**Data provided:**
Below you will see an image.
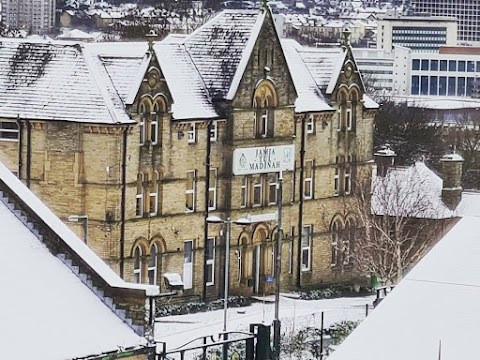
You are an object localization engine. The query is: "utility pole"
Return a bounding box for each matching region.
[273,169,283,360]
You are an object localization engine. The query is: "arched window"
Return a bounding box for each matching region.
[148,243,158,285]
[133,245,143,284]
[330,220,342,266]
[253,81,277,138]
[135,173,145,217]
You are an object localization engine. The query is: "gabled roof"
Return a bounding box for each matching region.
[0,39,132,124]
[282,39,334,113]
[155,38,218,120]
[329,215,480,360]
[0,164,158,360]
[184,10,265,99]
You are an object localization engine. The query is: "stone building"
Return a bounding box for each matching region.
[0,5,377,298]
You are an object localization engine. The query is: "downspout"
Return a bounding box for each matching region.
[202,120,212,301]
[17,115,23,179]
[297,115,306,289]
[26,120,32,189]
[120,126,130,279]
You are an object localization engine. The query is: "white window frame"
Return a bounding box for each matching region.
[187,123,197,144]
[252,176,263,207]
[347,101,353,130]
[135,173,145,218]
[305,115,315,134]
[208,168,218,210]
[330,220,342,267]
[343,165,352,195]
[301,225,313,271]
[138,102,147,145]
[147,243,158,285]
[149,171,160,216]
[185,170,196,213]
[0,121,19,141]
[240,176,248,208]
[268,173,279,205]
[205,237,215,286]
[150,103,160,145]
[303,160,314,200]
[209,121,218,142]
[133,245,143,284]
[333,165,340,196]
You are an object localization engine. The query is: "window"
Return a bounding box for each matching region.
[0,121,18,140]
[302,225,312,271]
[255,109,268,137]
[135,174,145,217]
[253,176,263,206]
[303,160,313,200]
[150,103,160,145]
[330,220,341,266]
[344,165,352,195]
[208,169,217,210]
[240,176,248,207]
[187,123,197,144]
[333,166,340,196]
[133,245,143,284]
[138,102,147,145]
[205,238,215,286]
[209,121,218,142]
[305,115,315,134]
[268,174,278,205]
[148,244,158,285]
[150,171,159,216]
[185,170,195,212]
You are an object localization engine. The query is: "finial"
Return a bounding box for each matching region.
[342,28,352,47]
[145,30,158,54]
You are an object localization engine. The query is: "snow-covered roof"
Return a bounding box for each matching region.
[155,39,218,120]
[371,162,454,219]
[0,39,132,124]
[184,10,265,98]
[282,39,333,113]
[329,217,480,360]
[0,170,152,360]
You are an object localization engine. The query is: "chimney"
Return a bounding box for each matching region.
[440,153,463,210]
[373,144,397,177]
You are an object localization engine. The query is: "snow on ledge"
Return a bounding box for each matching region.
[0,162,160,296]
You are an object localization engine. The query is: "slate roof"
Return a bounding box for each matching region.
[184,10,265,99]
[0,39,131,124]
[282,39,334,113]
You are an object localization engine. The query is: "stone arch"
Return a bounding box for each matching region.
[252,79,278,109]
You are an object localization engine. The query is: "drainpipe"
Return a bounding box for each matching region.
[17,115,23,179]
[120,126,129,279]
[202,120,212,301]
[26,120,32,189]
[297,115,306,288]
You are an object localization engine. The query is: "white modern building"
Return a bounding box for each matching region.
[377,16,457,52]
[1,0,55,34]
[411,0,480,42]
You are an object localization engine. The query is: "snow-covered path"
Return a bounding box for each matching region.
[155,296,374,349]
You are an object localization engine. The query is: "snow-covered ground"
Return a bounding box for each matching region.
[155,296,374,349]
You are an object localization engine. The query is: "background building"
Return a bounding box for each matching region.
[377,16,457,52]
[411,0,480,42]
[1,0,55,34]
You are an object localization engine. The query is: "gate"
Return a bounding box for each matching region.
[156,324,271,360]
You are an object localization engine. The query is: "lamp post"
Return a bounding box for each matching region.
[207,215,252,332]
[68,215,88,244]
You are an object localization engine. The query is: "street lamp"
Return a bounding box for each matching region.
[207,215,252,332]
[68,215,88,244]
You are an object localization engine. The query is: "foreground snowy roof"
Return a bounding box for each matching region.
[329,217,480,360]
[0,39,132,124]
[0,194,144,360]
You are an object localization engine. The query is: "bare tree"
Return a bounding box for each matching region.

**Task details:** Reproduce the material in its entirety and word for word, without the pictures.

**Reply:**
Below you will see an image.
You are an object localization engine. The query is: "utility pole"
Return a bounding box for each matching region.
[273,169,283,360]
You are an object localization engine. The query is: "arched window"
Return a bounding box for each matching region.
[148,243,158,285]
[133,245,143,284]
[330,220,342,266]
[253,81,277,138]
[135,173,145,217]
You are an object localization engine. The query is: "gabled roof"
Return a bounding box for each matching region.
[0,39,132,124]
[282,39,334,113]
[155,38,218,120]
[329,215,480,360]
[0,164,158,360]
[184,10,265,99]
You are an object localization engine. The query is: "stone building"
Return a bounding box for each matching region.
[0,5,377,298]
You are an object localization engine. The query is: "downspout"
Return a bounding box for each matching region.
[202,120,212,301]
[17,115,23,179]
[297,115,306,289]
[26,120,32,189]
[120,126,130,279]
You are an object localization engine. The query is: "white window frame"
Return a bounding box for each matching region.
[187,123,197,144]
[252,176,263,207]
[347,101,353,130]
[135,173,145,218]
[305,115,315,134]
[208,168,218,210]
[330,220,342,267]
[343,165,352,195]
[301,225,313,271]
[138,102,147,145]
[147,243,158,285]
[149,171,160,216]
[185,170,196,213]
[0,121,19,141]
[240,176,248,208]
[268,173,279,205]
[205,237,215,286]
[150,103,160,145]
[303,160,314,200]
[209,121,218,142]
[133,245,143,284]
[333,165,340,196]
You are an object localization engine. The query is: "window"
Return a bounding box for each matching region.
[0,121,18,140]
[302,225,312,271]
[255,109,268,137]
[135,174,145,217]
[253,176,263,206]
[303,160,313,200]
[150,103,160,145]
[330,220,341,266]
[344,165,352,195]
[208,169,217,210]
[240,176,248,207]
[187,123,197,144]
[333,166,340,196]
[133,245,143,284]
[138,102,147,145]
[205,238,215,286]
[209,121,218,142]
[305,115,315,134]
[268,174,278,205]
[148,244,158,285]
[150,171,159,216]
[185,170,195,212]
You are an object localization engine. The query is: "finial"
Return a bounding box for each matching region.
[342,28,352,47]
[145,30,158,54]
You are an object localization engine. The query is: "snow-covered roof"
Return a bounding box for each matching region.
[155,39,218,120]
[371,162,454,219]
[0,39,132,124]
[184,10,265,98]
[282,39,333,113]
[329,217,480,360]
[0,170,152,360]
You are an object localization engine. The query is: "chimney"
Return a bounding box for each matching region.
[440,153,463,210]
[373,144,397,177]
You are an object localization engine. The query is: "snow on ledge"
Return a bounding box for each matching region.
[0,162,160,296]
You are an object localization engine. The query is: "slate roof"
Return a bounding box for each matching region.
[184,10,265,99]
[0,39,131,124]
[282,39,334,113]
You are an object localization engine. The query is: "stone arch"
Return a bounding box for each matching region.
[252,79,278,109]
You are an object localization engine. The query is: "drainpipe"
Return a bounding box for each matching region.
[17,115,23,179]
[120,126,129,279]
[202,120,212,301]
[26,120,32,189]
[297,115,306,288]
You are an object localization engine. The query is: "white modern building"
Return a bounding box for each matching region.
[377,16,457,52]
[1,0,55,34]
[411,0,480,42]
You are an object localization engine. The query is: "snow-covered path"
Return a bounding box for each matching region.
[155,296,374,349]
You are an object localization engine. The query is: "snow-covered ground"
Return a bounding box for each matching region.
[155,296,374,349]
You are an object localization engine. The query is: "background building"
Return a bounding box for each matching region.
[377,16,457,52]
[411,0,480,42]
[1,0,55,34]
You are an object localization engine. The query is: "gate"
Return a bounding box for each matching region.
[156,324,271,360]
You are an object localization engine. The query is: "lamp post"
Return a bounding box for each matching region.
[207,215,252,332]
[68,215,88,244]
You are an object localization engine. The query is: "street lamp"
Return a bounding box for each matching region.
[207,215,252,332]
[68,215,88,244]
You are an object localization engine. The query is: "foreground snowy roof"
Return a bounding box for each matching region.
[329,217,480,360]
[0,39,132,124]
[0,194,144,360]
You are an object localization engine. The query is: "bare tree"
Return a bounding box for each matching region.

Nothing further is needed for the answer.